(Records)

· · ·

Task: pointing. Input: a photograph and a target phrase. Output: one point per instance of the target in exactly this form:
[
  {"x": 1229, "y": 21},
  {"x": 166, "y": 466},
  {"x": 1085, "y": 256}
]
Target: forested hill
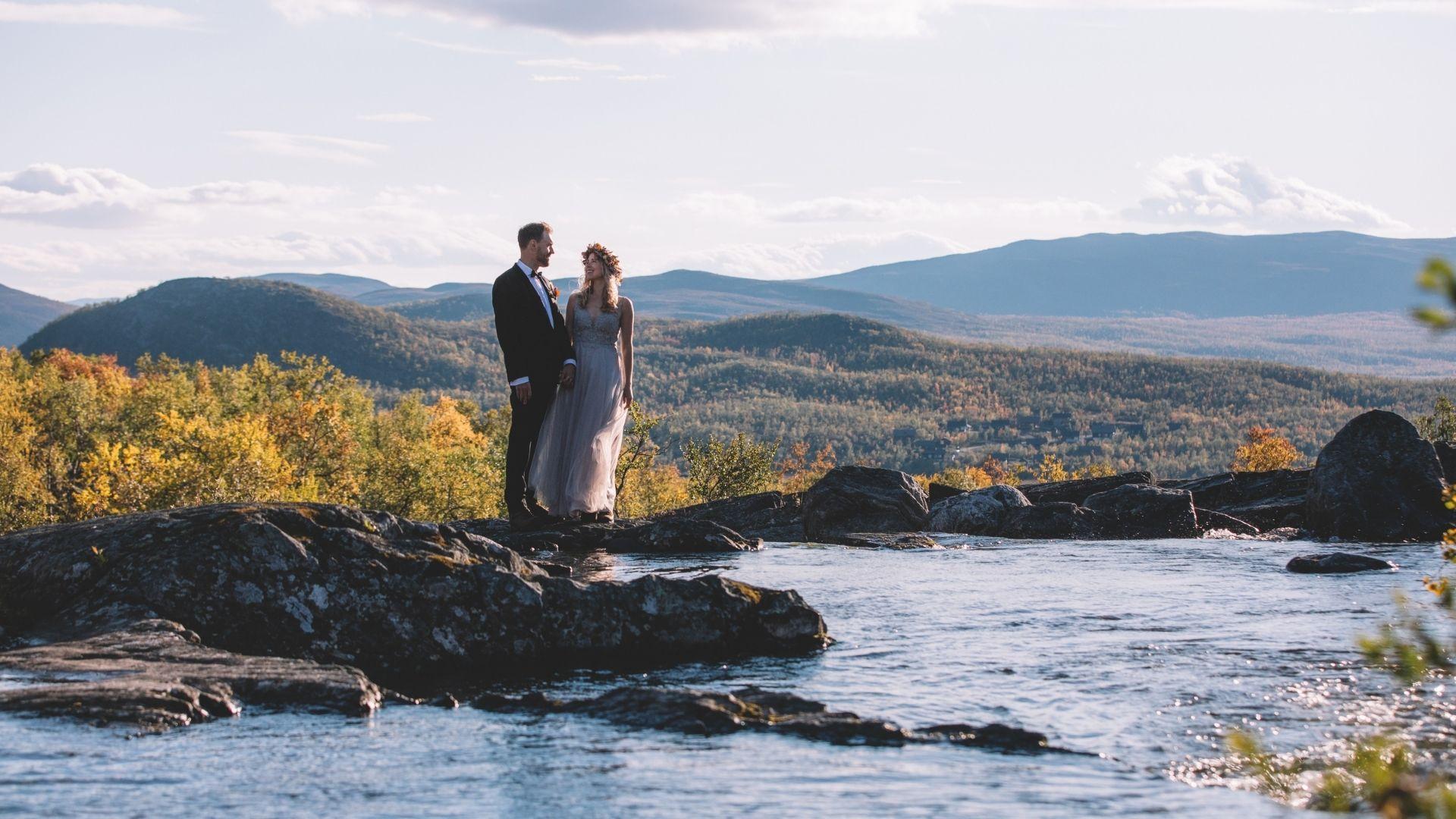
[
  {"x": 228, "y": 321},
  {"x": 826, "y": 378},
  {"x": 22, "y": 314},
  {"x": 1200, "y": 275}
]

· · ·

* GOAL:
Write out the lines above as a JSON list of strings, with one string per line and blank lines omitted. Leave the pictures out of your answer.

* TASK RESPONSE:
[
  "Task: pointing. Input: a photograph and a target phrase. Output: one point per instance of the target in exactly this form:",
  "[",
  "  {\"x\": 1229, \"y\": 21},",
  "  {\"x\": 166, \"y\": 466},",
  "  {\"x\": 1085, \"y\": 256}",
  "]",
  "Target: forested hill",
  "[",
  "  {\"x\": 228, \"y\": 321},",
  "  {\"x\": 826, \"y\": 378},",
  "  {\"x\": 22, \"y\": 314},",
  "  {\"x\": 1200, \"y\": 275}",
  "]"
]